- WHAT IS NEEDED: What is needed is an exact copy of all the entries.

(Beginning of AVAILABLE DATA)

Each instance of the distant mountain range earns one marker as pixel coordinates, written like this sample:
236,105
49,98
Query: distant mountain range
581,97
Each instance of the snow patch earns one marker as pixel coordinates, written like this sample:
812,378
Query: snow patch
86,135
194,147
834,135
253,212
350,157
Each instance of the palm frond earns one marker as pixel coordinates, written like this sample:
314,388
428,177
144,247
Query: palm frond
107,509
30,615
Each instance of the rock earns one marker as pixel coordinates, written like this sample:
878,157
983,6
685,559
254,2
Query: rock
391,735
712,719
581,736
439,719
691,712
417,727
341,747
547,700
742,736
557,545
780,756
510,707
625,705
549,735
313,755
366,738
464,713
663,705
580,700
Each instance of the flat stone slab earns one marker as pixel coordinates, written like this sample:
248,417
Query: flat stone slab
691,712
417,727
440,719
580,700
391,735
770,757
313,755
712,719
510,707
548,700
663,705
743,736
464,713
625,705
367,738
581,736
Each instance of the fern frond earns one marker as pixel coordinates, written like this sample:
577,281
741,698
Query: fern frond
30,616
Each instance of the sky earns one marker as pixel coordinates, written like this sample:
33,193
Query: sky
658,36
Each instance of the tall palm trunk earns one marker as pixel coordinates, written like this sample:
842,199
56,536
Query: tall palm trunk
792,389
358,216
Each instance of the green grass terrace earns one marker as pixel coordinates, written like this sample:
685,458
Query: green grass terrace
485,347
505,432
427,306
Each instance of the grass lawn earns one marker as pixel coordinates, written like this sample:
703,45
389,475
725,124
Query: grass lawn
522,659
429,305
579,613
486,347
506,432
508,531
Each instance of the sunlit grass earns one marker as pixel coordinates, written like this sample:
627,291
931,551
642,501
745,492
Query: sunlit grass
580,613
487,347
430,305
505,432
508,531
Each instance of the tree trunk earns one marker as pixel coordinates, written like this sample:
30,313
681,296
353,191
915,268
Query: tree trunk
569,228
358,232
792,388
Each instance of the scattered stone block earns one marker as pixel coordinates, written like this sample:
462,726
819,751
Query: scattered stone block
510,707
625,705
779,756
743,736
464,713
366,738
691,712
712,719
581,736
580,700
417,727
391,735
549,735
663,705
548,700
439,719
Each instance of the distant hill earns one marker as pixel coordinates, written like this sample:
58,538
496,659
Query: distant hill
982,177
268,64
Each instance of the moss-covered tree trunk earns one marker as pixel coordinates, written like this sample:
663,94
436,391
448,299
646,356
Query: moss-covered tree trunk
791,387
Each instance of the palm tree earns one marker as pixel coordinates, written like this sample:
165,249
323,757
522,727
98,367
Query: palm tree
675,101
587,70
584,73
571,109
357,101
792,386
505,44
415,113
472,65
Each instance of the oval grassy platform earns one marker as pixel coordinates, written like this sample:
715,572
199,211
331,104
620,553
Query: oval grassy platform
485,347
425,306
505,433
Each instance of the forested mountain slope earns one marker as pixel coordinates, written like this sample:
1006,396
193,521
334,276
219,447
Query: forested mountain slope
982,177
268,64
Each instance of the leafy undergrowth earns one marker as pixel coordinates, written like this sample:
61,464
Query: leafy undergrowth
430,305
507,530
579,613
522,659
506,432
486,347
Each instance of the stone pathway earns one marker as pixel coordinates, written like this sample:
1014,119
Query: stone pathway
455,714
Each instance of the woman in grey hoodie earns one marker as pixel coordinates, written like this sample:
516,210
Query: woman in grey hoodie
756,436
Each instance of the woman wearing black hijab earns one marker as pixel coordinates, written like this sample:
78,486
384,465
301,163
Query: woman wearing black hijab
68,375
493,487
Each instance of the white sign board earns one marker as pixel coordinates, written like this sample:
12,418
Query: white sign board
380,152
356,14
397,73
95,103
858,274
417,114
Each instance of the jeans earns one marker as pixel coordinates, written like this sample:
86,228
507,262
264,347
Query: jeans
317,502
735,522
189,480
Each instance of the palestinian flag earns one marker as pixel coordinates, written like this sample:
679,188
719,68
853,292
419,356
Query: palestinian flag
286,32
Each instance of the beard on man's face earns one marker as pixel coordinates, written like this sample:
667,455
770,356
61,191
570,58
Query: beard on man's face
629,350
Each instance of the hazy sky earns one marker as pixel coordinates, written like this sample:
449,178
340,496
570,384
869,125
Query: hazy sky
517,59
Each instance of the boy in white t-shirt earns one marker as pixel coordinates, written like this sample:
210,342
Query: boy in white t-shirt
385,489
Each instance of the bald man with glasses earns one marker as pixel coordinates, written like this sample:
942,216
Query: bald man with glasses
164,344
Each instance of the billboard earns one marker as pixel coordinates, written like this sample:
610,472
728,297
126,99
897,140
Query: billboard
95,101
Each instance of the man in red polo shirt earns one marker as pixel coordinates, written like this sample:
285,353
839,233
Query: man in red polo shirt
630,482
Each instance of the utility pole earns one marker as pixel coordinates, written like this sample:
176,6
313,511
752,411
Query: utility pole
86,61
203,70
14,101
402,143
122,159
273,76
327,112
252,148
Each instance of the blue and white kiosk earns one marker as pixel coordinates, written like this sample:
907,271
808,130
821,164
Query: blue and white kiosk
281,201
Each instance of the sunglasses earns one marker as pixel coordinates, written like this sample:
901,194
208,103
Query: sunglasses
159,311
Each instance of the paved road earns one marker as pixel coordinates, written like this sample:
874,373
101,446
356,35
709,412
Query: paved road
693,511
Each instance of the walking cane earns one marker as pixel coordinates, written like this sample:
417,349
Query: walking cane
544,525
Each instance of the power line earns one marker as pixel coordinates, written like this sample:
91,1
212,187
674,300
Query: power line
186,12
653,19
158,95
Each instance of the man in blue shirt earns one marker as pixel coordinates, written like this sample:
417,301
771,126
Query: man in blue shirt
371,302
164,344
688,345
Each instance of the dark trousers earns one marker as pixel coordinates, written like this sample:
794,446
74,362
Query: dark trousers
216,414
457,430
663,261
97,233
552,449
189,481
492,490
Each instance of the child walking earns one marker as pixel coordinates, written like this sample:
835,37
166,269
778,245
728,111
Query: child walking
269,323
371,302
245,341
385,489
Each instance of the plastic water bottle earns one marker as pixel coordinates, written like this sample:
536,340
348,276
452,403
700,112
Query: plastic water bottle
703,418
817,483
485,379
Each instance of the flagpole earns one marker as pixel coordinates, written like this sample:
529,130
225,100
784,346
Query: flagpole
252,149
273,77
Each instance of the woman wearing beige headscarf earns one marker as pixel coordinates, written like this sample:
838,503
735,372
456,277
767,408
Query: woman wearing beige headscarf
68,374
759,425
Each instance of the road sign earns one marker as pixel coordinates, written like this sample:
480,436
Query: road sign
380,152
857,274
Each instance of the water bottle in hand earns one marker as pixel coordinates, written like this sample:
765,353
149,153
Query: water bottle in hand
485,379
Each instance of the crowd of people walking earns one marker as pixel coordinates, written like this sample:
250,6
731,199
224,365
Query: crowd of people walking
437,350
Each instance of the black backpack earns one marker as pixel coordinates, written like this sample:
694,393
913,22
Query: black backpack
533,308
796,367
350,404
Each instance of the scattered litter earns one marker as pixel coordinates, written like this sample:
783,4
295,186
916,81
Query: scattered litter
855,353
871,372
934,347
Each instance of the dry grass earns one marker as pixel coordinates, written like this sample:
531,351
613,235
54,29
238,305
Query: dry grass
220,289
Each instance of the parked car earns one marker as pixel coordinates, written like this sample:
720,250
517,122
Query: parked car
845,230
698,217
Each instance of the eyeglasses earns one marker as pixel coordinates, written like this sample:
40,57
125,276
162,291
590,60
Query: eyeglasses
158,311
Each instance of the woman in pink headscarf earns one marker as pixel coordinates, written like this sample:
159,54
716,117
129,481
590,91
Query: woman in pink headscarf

(End of AVAILABLE DATA)

- RESPONSE AREA:
Each instance of the distant mountain range earns one marker as pixel coordinates, written like this sample:
236,105
49,98
Query: distant mountain range
581,97
Each instance of the snow patch earns one marker as pixel coordinates, written like this sample:
812,378
Query: snow patch
86,135
194,147
834,135
253,212
350,157
Each instance of the palm frond earns one marker as pixel coordinates, written like this sample:
314,388
428,177
144,247
Query: palm frond
107,509
30,615
Each instance of the rock earns one marker as pixel coordinates, written like this sample:
878,157
983,6
685,559
254,2
Query: rock
391,735
712,719
581,736
439,719
691,712
417,727
341,747
547,700
742,736
557,545
780,756
510,707
625,705
549,735
313,755
366,738
464,713
663,705
580,700
Each instance of the flat stone slab earns one marker as pixel coordinates, written like this sample:
248,417
Query: flat stone slab
691,712
417,727
440,719
580,700
391,735
770,757
313,755
712,719
510,707
548,700
663,705
743,736
464,713
625,705
367,738
581,736
Each instance of the fern frond earns one marker as pixel coordinates, written like this sample:
577,281
741,698
Query: fern frond
30,616
Each instance of the sky earns one marker as pixel coordinates, written like this sample:
33,193
Query: sky
658,36
Each instance of the tall palm trunk earns one marker as pixel coordinates, written like this sample:
842,199
56,536
Query: tall palm trunk
792,389
358,216
Each instance of the green grass terrace earns one marker as pixel coordinates, written like this sample:
685,458
Query: green grass terrace
485,347
505,432
427,306
Each instance of the grass lawn earns one marker as pixel coordinates, written like this sample:
703,45
389,475
725,124
Query: grass lawn
522,659
429,305
579,613
486,347
506,432
508,531
Each instance of the sunlit grass earns one marker as pixel coordinates, written like this sample:
627,291
931,551
642,501
745,492
Query: sunlit grass
580,613
487,347
430,305
505,432
508,531
Each instance of the tree trunk earns one marker as pixel coordinates, written like this sample:
30,313
681,296
353,191
915,268
Query: tree trunk
569,228
358,232
792,388
Each instance of the scattered stone block earns one marker as pixel coordinates, written like this sample:
462,726
819,751
Query: scattered stone block
510,707
625,705
779,756
743,736
464,713
366,738
691,712
712,719
581,736
580,700
417,727
391,735
549,735
663,705
548,700
439,719
Each instance of the distant hill earns one marker as pixel coordinates, written like this sample:
58,538
496,659
Query: distant hill
982,177
268,64
Each instance of the moss-covered tree trunk earns one marker as pixel coordinates, written like this sample:
663,94
436,391
448,299
646,356
Query: moss-covered tree trunk
791,387
Each instance of the palm tree earns one marker as pixel coordinates, written like this sample:
165,249
323,757
522,727
98,367
Query: palm tree
675,101
587,70
584,73
571,109
357,101
792,386
505,44
415,113
472,65
Each instance of the oval grassy platform earns one marker as pixel coordinates, written like this sample:
715,572
199,211
331,104
620,553
Query: oval grassy platform
485,347
425,306
505,433
Each instance of the forested mountain slope earns one marker as pixel coordinates, written like this sample:
1006,396
193,521
334,276
219,447
Query: forested mountain slope
982,177
268,64
Each instance of the leafy undergrowth earns one marker as pixel coordinates, written like this sample:
61,464
Query: leafy undergrowth
430,305
507,530
579,613
522,659
506,432
486,347
Each instance of the stone pathway earns one marker as pixel coordinates, written like this sample:
1014,119
Query: stone pathway
455,714
Each instance of the woman in grey hoodie earns one marker as pixel coordinates, written like this sample:
516,210
Query: woman in grey hoodie
756,436
Each instance of the woman wearing black hijab earns one marker as pixel coordinates, written like this sample:
78,486
384,465
301,163
Query: woman wearing black hijab
68,375
493,487
Each instance of the white sign board earns one marker as pixel coordinates, written like this sample:
12,418
Query: white sign board
380,152
356,14
397,73
95,103
858,274
417,114
Each instance of the jeans earns one marker as pixel coordinates, written like this sample:
86,228
507,262
264,347
Query: jeans
317,502
735,522
189,480
Each instance of the palestinian flag earns one marker as pixel coordinates, written like this sample:
679,188
719,68
853,292
419,356
Query: palestinian flag
286,32
Each instance of the beard on man's face earns one marker as pixel coordinates, written like this sample:
667,455
770,356
61,191
570,58
Query: beard on man's face
629,350
Each instance of the hazy sky earns one marker as pixel coordinates, written like this sample:
449,178
340,496
570,384
869,125
Query: hazy sky
517,59
Each instance of the boy in white t-shirt earns one marker as pixel coordinates, written like this sample:
210,342
Query: boy in white t-shirt
385,489
Each instance of the bald man with glasses earns one marker as pixel coordinates, written like this sample:
942,216
Query: bald man with glasses
164,344
Each instance of the billboard earns one marker as pixel coordinates, written like this sample:
610,472
728,297
126,99
897,140
Query: billboard
95,101
Each instance of the man in red polo shirt earns one marker as pixel coordinates, written like this sample:
285,353
839,233
Query: man in red polo shirt
630,482
Each instance of the utility pole earns one marker as pixel coordinates, written like this sample:
176,6
313,511
752,411
Query: utility pole
86,61
203,70
14,101
402,143
122,159
273,76
327,112
252,148
Each instance of the blue and white kiosk earns one marker as pixel coordinates, written like this sample:
907,271
808,130
821,164
Query: blue and white kiosk
281,201
Each instance of the sunglasses earns one marker as pixel coordinates, written like this sample:
901,194
208,103
Query: sunglasses
159,311
Each instance of the paved road earns one marker as pixel coordinates, written like this sample:
874,373
101,446
356,35
709,412
Query: paved road
693,511
Each instance of the walking cane earns one marker as pixel coordinates, written like this sample:
417,349
Query: walking cane
544,525
Each instance of the power line earns one marker as pixel coordinates, written like this sample:
91,1
212,187
674,300
Query: power line
186,12
653,19
158,95
Each instance of the man in blue shirt earns one marker as pixel coordinates, written like this sample:
417,301
771,126
Query: man in blue shirt
371,302
164,344
688,345
Each instance of the dark trousers earns one marker as pixel coordinates, written like this sample:
794,446
74,362
Query: dark trousers
216,414
457,430
663,261
97,233
552,449
189,481
492,490
Each instance of the child walking earns one marker as pixel coordinates, written like this sample:
835,37
166,269
778,245
728,111
Query: child walking
269,323
371,302
245,341
385,489
Each instance of the plastic water bottle earns one marker as pixel coordinates, written like this sample:
536,340
348,276
452,403
700,112
Query: plastic water bottle
703,418
817,483
485,379
Each instance of the flagpole earns one marker as pixel coordinates, written like this sample:
529,130
225,100
784,346
Query: flagpole
252,149
273,77
Each instance of the woman wearing beige headscarf earns one marker as pixel coordinates, written like this sample:
838,503
735,372
456,277
767,408
Query: woman wearing beige headscarf
68,374
759,425
Each instance of the road sign earns one marker as pixel coordinates, written like this sample:
480,436
Query: road sign
380,152
857,274
Each instance of the water bottle in hand earns one marker as pixel coordinates, written like this sample:
765,353
149,153
Query: water bottle in hand
485,379
Each instance of the crowd of people walking earns one marker as pixel coordinates, written like this sample:
250,6
731,199
224,365
Query: crowd of people walking
437,350
Each instance of the black backpack earns one marker as pixel coordinates, written like this sample:
694,393
913,22
Query: black backpack
533,308
796,367
350,404
Each instance of the scattered litter earns one marker as pixel coordinates, written like this sample:
783,4
295,186
916,81
Query: scattered litter
855,353
871,372
934,347
Each instance of the dry grass earns one marker as pixel coordinates, written like this sample:
531,351
613,235
54,29
238,305
Query: dry grass
220,289
Each instance of the parked car earns one marker as pixel coordinates, written like this sample:
720,250
517,122
Query: parked car
845,230
698,217
Each instance of the eyeglasses earns one marker as pixel coordinates, written like this sample:
40,57
125,276
162,291
590,60
Query: eyeglasses
158,311
Each instance of the woman in pink headscarf earns one marker as pixel coordinates, written like this sample:
159,54
716,117
129,481
590,91
Query: woman in pink headscarf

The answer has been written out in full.